§ Trecho selecionado
============================================================
OLHO POR OLHO, DENTE POR DENTE
Êxodo 21, 22 e 23
“OLHO POR OLHO DENTE POR DENTE” foi o título escolhido para este esboço de sermão em razão da confusão que muitos fazem com este princípio bíblico.
Obs.: Em razão da complexidade deste assunto, decidimos postar alguns recortes do artigo OLHO POR OLHO: A LEI DE TALIÃO NO CONTEXTO BÍBLICO, do Dr. Mauro Fernando Meister, doutor em Literatura Semítica pela Universidade de Stellenbosch, na África do Sul, professor de Antigo Testamento e coordenador do curso de Mestrado em Divindade (M.Div.) no CPAJ e um dos pastores da Igreja Presbiteriana da Lapa, em São Paulo. O artigo completo pode ser encontrado neste link: A LEI DO TALIÃO NO CONTEXTO BÍBLICO
Pano de Fundo Histórico: Existe uma impressão popular que interpreta a conduta ética de Deus no Antigo Testamento como sendo diferente daquela manifesta no Novo Testamento.
Nossa proposição é de que o Novo Testamento nunca se coloca contra a lei ensinada no Antigo Testamento e a premissa interpretativa é que o objetivo de Jesus e dos apóstolos nunca é contradizer a lei, mas confirmá-la, interpretá-la da forma correta e cumpri-la naquilo que ainda for necessário. Estas proposições têm por base um pressuposto fundamental: o Antigo e o Novo Testamentos são a revelação progressiva e orgânica de um só Deus e, portanto, não se contradizem.
O artigo do Dr. Mauro busca demonstrar que a chamada “Lei de Talião” (olho por olho, dente por dente), no contexto bíblico, é justa, serviu ao propósito de Deus naquele tempo para a vida do seu povo e deveria continuar a servir de parâmetro para a lei civil proclamada pelo Estado em seus códigos civil e penal.
Ainda que a lei civil do sistema mosaico não mais seja normativa em nossos dias, ela tem uma função pedagógica que, se refletida em nossas leis, nos permitiria viver em um contexto social mais justo.
Não só a “Lei de Talião”, mas diversas outras leis bíblicas de natureza civil deveriam servir como inspiração para a legislação aplicada pelo Estado, a exemplo da lei da proporcionalidade da restauração em crimes contra a propriedade.
É fundamental lembrar que o sistema bíblico de leis civis, ainda que concebido e aplicado a uma situação temporal particular, é um sistema construído sobre a lei moral de Deus.
1. CONCEITUAÇÃO E ORIGEM DA LEI DE TALIÃO
Qual é o conceito jurídico da Lei de Talião? A expressão vem do latim Lex Talionis (lex = “lei” e talis = “tal, de tal tipo”) e consiste na justa reciprocidade do crime e da pena. Esta lei é freqüentemente simbolizada pela expressão “olho por olho, dente por dente”.
Ainda que as penas estabelecidas e aplicadas pelo Código de Hamurabi pareçam severas e até cruéis, o princípio por trás da lei é o de trazer equilíbrio entre crime e penalidade.
O mal causado a alguém deve ser proporcional ao castigo imposto: para tal crime, tal e qual a pena.
Esse Código é o mais famoso e reconhecido código legal antigo, consagrando um rol de direitos comuns a todos os homens, tais como a vida, a propriedade, a honra, a dignidade, a família, prevendo, igualmente, a supremacia das leis em relação aos governantes.
============================================================
§ Listagem
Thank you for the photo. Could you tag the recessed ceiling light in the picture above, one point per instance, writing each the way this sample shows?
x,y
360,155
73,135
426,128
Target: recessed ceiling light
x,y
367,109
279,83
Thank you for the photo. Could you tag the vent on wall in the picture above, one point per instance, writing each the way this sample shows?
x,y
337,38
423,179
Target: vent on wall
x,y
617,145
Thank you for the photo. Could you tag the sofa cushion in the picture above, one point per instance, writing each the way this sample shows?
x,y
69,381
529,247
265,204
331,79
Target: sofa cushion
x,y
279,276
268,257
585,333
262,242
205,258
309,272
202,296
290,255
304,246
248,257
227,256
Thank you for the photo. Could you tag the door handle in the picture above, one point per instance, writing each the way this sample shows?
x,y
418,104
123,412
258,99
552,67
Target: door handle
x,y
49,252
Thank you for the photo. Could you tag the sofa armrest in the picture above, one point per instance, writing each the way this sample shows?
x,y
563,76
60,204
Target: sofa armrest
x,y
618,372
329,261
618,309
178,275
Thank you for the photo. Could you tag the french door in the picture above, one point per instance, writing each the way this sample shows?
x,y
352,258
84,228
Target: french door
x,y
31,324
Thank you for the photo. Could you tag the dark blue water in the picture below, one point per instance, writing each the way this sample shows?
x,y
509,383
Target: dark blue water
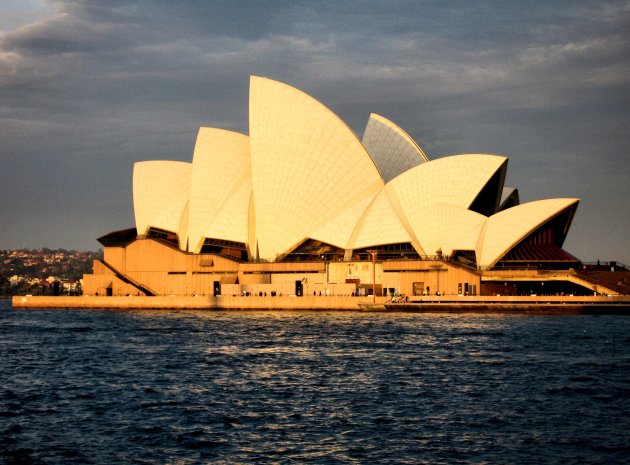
x,y
184,387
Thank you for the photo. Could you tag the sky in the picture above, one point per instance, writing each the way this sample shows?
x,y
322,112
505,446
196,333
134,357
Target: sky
x,y
89,87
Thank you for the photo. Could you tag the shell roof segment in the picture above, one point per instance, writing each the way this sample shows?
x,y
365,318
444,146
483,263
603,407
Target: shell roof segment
x,y
507,228
307,166
220,188
160,194
391,148
456,181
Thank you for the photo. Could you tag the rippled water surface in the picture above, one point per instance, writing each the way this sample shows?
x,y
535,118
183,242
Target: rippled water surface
x,y
184,387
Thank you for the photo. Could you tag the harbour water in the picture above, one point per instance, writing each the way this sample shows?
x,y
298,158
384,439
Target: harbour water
x,y
188,387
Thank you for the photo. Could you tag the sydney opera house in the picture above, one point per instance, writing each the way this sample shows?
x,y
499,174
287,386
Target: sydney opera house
x,y
303,206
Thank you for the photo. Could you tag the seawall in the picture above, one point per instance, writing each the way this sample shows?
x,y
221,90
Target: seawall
x,y
441,304
196,302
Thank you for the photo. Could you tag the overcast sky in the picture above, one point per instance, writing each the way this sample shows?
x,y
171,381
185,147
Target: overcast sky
x,y
89,87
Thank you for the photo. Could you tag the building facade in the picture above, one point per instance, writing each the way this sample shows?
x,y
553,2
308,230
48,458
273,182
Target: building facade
x,y
301,205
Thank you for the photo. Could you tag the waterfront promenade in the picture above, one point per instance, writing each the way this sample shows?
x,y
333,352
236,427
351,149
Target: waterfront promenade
x,y
486,304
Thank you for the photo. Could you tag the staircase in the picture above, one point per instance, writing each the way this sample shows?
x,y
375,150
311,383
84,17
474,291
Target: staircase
x,y
126,279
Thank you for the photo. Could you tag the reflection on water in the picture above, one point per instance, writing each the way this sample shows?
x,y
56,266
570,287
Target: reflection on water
x,y
312,387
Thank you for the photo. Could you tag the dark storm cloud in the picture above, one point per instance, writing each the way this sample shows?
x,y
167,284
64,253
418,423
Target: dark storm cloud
x,y
98,85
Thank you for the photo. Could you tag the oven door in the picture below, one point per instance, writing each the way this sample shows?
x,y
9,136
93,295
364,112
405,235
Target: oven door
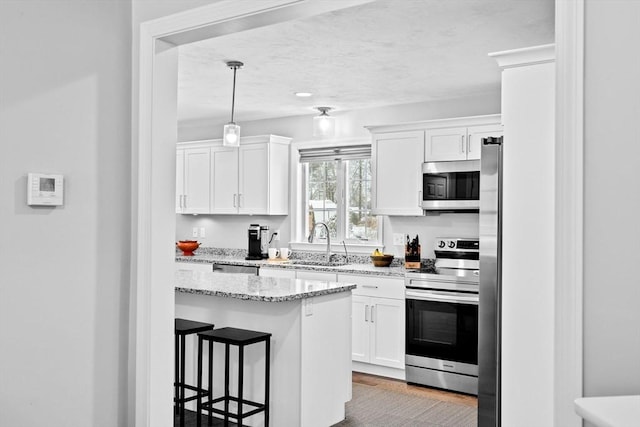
x,y
442,325
451,185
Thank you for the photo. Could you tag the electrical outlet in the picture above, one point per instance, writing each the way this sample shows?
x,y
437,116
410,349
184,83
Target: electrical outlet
x,y
399,238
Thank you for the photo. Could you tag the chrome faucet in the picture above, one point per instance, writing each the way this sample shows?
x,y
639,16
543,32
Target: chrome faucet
x,y
328,238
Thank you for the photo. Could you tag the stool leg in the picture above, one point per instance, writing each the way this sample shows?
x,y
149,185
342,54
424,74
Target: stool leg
x,y
226,385
267,369
240,382
199,400
210,391
176,375
182,368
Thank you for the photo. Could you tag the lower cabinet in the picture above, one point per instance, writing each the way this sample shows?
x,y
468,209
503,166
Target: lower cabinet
x,y
378,320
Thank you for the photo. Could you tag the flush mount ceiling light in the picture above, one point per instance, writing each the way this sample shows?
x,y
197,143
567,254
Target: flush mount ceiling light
x,y
231,134
324,125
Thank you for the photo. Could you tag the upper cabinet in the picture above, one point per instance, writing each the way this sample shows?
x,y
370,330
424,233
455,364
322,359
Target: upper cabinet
x,y
251,179
396,181
193,183
398,152
458,143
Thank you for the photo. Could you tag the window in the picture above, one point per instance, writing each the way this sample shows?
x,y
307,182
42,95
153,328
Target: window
x,y
337,192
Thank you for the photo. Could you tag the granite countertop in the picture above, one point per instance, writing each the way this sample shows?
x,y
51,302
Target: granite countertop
============================================================
§ Requisitos do exercício
Reproduza fielmente a passagem do texto sobre a Lei de Talião que vai de "O artigo do" a "social mais justo.".

§ Resposta completa
O artigo do Dr. Mauro busca demonstrar que a chamada “Lei de Talião” (olho por olho, dente por dente), no contexto bíblico, é justa, serviu ao propósito de Deus naquele tempo para a vida do seu povo e deveria continuar a servir de parâmetro para a lei civil proclamada pelo Estado em seus códigos civil e penal.
Ainda que a lei civil do sistema mosaico não mais seja normativa em nossos dias, ela tem uma função pedagógica que, se refletida em nossas leis, nos permitiria viver em um contexto social mais justo.